Picture region annotation data:
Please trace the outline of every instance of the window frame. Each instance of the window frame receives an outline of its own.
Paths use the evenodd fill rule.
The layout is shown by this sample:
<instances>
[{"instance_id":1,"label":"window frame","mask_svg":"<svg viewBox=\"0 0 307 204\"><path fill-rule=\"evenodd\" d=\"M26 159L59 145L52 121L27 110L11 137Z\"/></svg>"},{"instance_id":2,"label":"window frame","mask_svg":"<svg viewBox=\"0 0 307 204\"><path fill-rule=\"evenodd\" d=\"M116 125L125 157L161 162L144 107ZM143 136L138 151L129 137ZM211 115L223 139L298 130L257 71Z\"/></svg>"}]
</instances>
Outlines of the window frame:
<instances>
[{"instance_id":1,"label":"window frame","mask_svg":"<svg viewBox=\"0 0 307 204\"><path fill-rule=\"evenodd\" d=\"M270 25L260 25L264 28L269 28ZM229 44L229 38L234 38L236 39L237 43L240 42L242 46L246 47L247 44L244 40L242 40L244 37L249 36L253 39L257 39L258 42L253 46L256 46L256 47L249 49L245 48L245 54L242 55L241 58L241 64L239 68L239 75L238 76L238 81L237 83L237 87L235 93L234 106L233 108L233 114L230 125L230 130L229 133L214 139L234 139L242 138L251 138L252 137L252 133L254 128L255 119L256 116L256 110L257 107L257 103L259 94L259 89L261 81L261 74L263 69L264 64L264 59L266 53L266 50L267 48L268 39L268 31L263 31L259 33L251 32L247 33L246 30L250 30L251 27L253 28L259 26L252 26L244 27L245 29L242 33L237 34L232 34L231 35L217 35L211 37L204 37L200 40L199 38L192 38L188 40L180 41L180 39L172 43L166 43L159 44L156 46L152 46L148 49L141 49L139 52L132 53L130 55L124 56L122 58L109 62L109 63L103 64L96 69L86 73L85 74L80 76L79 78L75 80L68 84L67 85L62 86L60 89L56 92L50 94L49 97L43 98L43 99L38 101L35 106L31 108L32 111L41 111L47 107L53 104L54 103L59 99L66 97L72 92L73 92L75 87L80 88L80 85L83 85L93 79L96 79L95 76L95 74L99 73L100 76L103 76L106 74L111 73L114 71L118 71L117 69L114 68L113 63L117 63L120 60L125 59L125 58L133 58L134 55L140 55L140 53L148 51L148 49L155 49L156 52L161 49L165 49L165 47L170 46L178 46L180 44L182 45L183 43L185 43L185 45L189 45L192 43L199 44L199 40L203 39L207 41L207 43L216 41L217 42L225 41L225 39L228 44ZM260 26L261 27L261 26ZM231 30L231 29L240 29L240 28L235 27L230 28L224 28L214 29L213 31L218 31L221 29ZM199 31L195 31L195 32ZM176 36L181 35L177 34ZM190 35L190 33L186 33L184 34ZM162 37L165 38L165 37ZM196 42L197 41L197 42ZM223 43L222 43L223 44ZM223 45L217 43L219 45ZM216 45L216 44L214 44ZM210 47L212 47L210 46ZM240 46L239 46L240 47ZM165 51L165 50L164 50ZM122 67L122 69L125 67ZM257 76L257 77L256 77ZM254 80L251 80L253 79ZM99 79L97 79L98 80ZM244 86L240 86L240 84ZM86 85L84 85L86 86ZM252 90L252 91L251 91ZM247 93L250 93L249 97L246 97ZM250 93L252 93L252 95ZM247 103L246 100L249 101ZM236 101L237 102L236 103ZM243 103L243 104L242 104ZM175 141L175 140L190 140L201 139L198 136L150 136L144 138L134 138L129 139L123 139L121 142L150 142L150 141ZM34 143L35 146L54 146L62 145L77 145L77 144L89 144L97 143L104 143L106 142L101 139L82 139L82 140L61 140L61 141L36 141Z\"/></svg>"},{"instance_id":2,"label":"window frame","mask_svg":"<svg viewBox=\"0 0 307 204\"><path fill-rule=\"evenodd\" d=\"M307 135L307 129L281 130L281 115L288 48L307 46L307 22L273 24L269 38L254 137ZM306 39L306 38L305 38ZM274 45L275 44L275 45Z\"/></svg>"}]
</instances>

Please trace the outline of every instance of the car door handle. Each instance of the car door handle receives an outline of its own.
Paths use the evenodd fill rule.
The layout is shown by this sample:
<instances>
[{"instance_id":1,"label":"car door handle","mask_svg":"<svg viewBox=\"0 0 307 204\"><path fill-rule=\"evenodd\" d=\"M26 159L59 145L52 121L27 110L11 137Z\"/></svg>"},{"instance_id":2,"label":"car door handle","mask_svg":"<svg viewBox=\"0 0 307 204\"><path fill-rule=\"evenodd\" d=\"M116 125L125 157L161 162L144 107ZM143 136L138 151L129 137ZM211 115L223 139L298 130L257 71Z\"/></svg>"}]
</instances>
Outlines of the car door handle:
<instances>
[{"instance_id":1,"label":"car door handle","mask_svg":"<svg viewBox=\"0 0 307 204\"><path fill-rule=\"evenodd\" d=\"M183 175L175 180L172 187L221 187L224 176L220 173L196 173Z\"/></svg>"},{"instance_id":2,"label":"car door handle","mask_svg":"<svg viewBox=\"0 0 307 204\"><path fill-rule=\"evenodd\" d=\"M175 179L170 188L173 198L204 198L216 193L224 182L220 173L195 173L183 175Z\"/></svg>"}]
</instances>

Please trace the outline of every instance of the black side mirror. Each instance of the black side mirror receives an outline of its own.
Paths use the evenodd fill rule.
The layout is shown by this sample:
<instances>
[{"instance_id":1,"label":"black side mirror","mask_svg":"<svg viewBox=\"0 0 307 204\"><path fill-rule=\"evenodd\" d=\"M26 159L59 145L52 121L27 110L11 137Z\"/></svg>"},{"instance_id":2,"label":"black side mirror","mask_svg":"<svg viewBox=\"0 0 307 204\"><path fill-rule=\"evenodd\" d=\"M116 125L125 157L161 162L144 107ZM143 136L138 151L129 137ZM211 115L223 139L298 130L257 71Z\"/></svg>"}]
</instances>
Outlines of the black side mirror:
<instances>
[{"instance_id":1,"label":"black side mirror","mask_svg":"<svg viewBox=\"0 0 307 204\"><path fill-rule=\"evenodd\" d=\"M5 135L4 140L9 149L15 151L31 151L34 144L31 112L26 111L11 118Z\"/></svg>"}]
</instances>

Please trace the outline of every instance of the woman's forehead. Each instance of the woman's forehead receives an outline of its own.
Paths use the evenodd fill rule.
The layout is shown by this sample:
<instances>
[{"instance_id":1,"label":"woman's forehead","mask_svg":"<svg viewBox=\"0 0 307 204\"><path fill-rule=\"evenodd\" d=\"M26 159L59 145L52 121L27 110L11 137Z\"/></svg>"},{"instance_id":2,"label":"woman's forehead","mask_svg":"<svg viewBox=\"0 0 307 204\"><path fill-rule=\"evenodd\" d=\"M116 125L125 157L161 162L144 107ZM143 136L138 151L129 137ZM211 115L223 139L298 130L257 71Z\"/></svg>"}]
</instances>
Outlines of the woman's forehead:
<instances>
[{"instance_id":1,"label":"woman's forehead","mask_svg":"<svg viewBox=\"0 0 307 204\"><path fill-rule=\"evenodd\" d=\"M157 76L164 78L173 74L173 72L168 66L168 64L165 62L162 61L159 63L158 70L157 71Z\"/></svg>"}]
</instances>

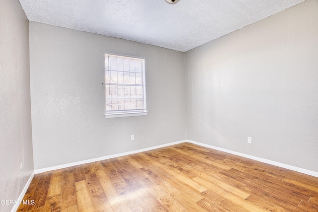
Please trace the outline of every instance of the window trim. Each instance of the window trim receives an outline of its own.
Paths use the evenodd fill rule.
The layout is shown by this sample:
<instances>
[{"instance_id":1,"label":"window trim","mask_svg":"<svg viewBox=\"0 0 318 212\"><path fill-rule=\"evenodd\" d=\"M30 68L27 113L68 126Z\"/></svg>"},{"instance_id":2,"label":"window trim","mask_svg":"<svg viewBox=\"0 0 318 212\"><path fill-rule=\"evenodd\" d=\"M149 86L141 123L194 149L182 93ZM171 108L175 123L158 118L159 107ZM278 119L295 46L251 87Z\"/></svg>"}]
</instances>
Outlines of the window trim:
<instances>
[{"instance_id":1,"label":"window trim","mask_svg":"<svg viewBox=\"0 0 318 212\"><path fill-rule=\"evenodd\" d=\"M122 57L126 57L132 58L136 58L138 59L143 59L144 60L144 87L145 87L145 92L144 92L144 100L145 101L145 104L146 105L145 109L137 109L137 110L123 110L123 111L111 111L110 112L107 112L106 110L106 104L105 105L105 118L118 118L118 117L131 117L131 116L146 116L148 114L148 111L147 110L147 97L146 97L146 60L145 58L140 57L136 57L136 56L132 56L130 55L122 55L115 53L111 53L109 52L105 52L104 59L106 57L106 55L114 55L115 56L122 56ZM105 64L104 64L104 85L105 85L105 91L106 92L106 86L108 86L108 84L106 81L106 67ZM106 104L106 94L105 93L105 103Z\"/></svg>"}]
</instances>

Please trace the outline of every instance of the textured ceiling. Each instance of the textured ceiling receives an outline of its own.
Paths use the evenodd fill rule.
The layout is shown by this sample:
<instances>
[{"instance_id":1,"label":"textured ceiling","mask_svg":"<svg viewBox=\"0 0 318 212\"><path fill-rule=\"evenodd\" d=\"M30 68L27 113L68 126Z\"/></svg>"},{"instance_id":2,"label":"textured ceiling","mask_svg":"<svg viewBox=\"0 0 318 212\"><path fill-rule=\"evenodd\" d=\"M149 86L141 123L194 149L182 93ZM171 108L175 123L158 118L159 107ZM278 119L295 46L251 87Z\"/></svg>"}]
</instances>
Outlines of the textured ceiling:
<instances>
[{"instance_id":1,"label":"textured ceiling","mask_svg":"<svg viewBox=\"0 0 318 212\"><path fill-rule=\"evenodd\" d=\"M186 52L305 0L19 0L30 21Z\"/></svg>"}]
</instances>

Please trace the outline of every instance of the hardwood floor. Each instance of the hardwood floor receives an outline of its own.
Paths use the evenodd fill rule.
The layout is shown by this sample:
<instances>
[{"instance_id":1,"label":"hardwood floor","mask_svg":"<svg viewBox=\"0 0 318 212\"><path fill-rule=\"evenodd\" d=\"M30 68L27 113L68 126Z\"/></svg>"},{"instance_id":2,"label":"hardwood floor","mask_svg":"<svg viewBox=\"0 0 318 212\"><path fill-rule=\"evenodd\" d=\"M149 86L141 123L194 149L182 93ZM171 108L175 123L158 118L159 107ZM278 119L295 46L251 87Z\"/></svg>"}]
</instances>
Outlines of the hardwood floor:
<instances>
[{"instance_id":1,"label":"hardwood floor","mask_svg":"<svg viewBox=\"0 0 318 212\"><path fill-rule=\"evenodd\" d=\"M189 143L36 175L22 212L318 212L318 178Z\"/></svg>"}]
</instances>

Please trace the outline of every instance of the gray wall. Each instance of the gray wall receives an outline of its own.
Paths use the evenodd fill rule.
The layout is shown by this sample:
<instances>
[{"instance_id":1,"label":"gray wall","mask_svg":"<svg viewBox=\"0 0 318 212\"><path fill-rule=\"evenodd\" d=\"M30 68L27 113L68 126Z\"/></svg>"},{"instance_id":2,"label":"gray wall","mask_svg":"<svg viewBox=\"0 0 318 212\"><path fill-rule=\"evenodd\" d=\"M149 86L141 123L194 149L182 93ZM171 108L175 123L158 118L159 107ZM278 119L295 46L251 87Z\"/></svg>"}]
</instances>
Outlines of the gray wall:
<instances>
[{"instance_id":1,"label":"gray wall","mask_svg":"<svg viewBox=\"0 0 318 212\"><path fill-rule=\"evenodd\" d=\"M33 171L29 70L28 21L17 0L1 0L0 200L17 200Z\"/></svg>"},{"instance_id":2,"label":"gray wall","mask_svg":"<svg viewBox=\"0 0 318 212\"><path fill-rule=\"evenodd\" d=\"M36 22L29 27L36 169L186 139L184 53ZM147 116L105 118L105 52L146 58Z\"/></svg>"},{"instance_id":3,"label":"gray wall","mask_svg":"<svg viewBox=\"0 0 318 212\"><path fill-rule=\"evenodd\" d=\"M308 0L187 52L188 139L318 171L318 11Z\"/></svg>"}]
</instances>

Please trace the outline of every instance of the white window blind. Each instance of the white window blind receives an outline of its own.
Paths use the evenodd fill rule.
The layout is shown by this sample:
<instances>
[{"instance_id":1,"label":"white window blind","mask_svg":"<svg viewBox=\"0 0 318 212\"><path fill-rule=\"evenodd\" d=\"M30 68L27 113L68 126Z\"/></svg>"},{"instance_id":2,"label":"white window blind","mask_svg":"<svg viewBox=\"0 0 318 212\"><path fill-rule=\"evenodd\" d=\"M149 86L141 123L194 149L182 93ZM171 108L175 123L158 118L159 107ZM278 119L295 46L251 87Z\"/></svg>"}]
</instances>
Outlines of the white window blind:
<instances>
[{"instance_id":1,"label":"white window blind","mask_svg":"<svg viewBox=\"0 0 318 212\"><path fill-rule=\"evenodd\" d=\"M106 113L146 111L145 59L105 54Z\"/></svg>"}]
</instances>

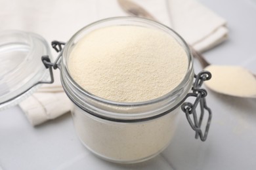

### WHAT YOU WILL DO
Copy the lines of the material verbatim, starting at the line that contains "Please trace the outline of every instance of the white" and ending at the last line of the material. Leave the pictures out of your answer.

### FINISHED ANSWER
Please trace the outline of every instance of the white window blind. Each instance of the white window blind receives an outline of its own.
Paths use the evenodd fill rule.
The layout is shown by this sample:
<instances>
[{"instance_id":1,"label":"white window blind","mask_svg":"<svg viewBox=\"0 0 318 212\"><path fill-rule=\"evenodd\" d=\"M30 68L27 113L68 126Z\"/></svg>"},{"instance_id":2,"label":"white window blind","mask_svg":"<svg viewBox=\"0 0 318 212\"><path fill-rule=\"evenodd\" d=\"M149 86L141 123L194 149L182 93ZM171 108L175 123L158 118L159 107ZM278 119L295 46L251 87Z\"/></svg>"}]
</instances>
Outlines of the white window blind:
<instances>
[{"instance_id":1,"label":"white window blind","mask_svg":"<svg viewBox=\"0 0 318 212\"><path fill-rule=\"evenodd\" d=\"M106 113L146 111L145 59L105 54Z\"/></svg>"}]
</instances>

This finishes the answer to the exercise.